→ **Quoted text**
********

In one embodiment of the present disclosure, the variance is less than or equal to 50. Alternatively, the variance is less than or equal to 40.
In another embodiment of the present disclosure, the more the number N of the specific sub-pixels greater than the given gray scale value is, the stricter the discrimination condition is. Alternatively, the larger the given gray scale value is, the stricter the discrimination condition is.
Alternatively, the smaller the variance is, the stricter the discrimination condition is.
In a further embodiment of the present disclosure, the given gray scale value is larger than 180. Alternatively, the given gray scale value is larger than 200.
In a still further embodiment of the present disclosure, the digit group formed by the gray scale values for specific sub-pixels of the pixels within the s+mth row and the t±nth column having the pixel of the sth row, tth column as the center represents gray scale values in an odd number of rows and an odd number of columns. Alternatively, the gray scale values in an odd number of rows and an odd number of columns are gray scale values for specific sub-pixels in 3 rows and 5 columns or 5 rows and 7 columns.
In one embodiment of the present disclosure, the digit group is arranged in a descending order. Alternatively, the digit group is arranged in an ascending order.
In another embodiment of the present disclosure, a low-pass filtering is applied to the digit group of the gray scale values for specific sub-pixels determined as the non-high-luminance background region.
In a further embodiment of the present disclosure, the specific sub-pixel is a red sub-pixel, a green sub-pixel or a blue sub-pixel.
According to a second aspect of the present disclosure, an apparatus for discriminating luminance backgrounds for images is provided. The apparatus comprises: a receiving unit for receiving image information that is to be discriminated, the image information comprising gray scale values for respective sub-pixels in each pixel; a storage unit for forming the gray scale values for specific sub-pixels of pixels within the s±mth row and the t±nth column in the image information, having a pixel of the sth row, tth column as the center, into a digit group, and arranging the digit group in order, wherein s, m, t and n are natural numbers; a determination unit for determining, if the gray scale values for the N greater specific sub-pixels in the digit group are all greater than a given gray scale value, and a variance is less than or equal to a specified threshold, that the specific sub-pixels within the s±mth row and the t±nth column are a high-luminance background region; otherwise, the specific sub-pixels within the s±mth row and the t±nth column are a non-high-luminance background region.

********

→ **Stored data**
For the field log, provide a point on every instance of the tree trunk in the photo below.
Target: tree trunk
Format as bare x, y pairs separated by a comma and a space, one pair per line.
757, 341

********

→ **The problem**
Decide whether each statement agrees with the luminance background excerpt. For each, answer yes or no and quote the deciding words from the excerpt.
1. One embodiment sets the given gray scale value larger than 200.
2. A smaller variance makes the discrimination condition less strict.
3. Low-pass filtering is applied to sub-pixels determined as the high-luminance background region.
Rely only on the luminance background excerpt.

→ **Correct response**
1. Yes: "Alternatively, the given gray scale value is larger than 200."
2. No: "the smaller the variance is, the stricter the discrimination condition is."
3. No: "a low-pass filtering is applied to the digit group of the gray scale values for specific sub-pixels determined as the non-high-luminance background region."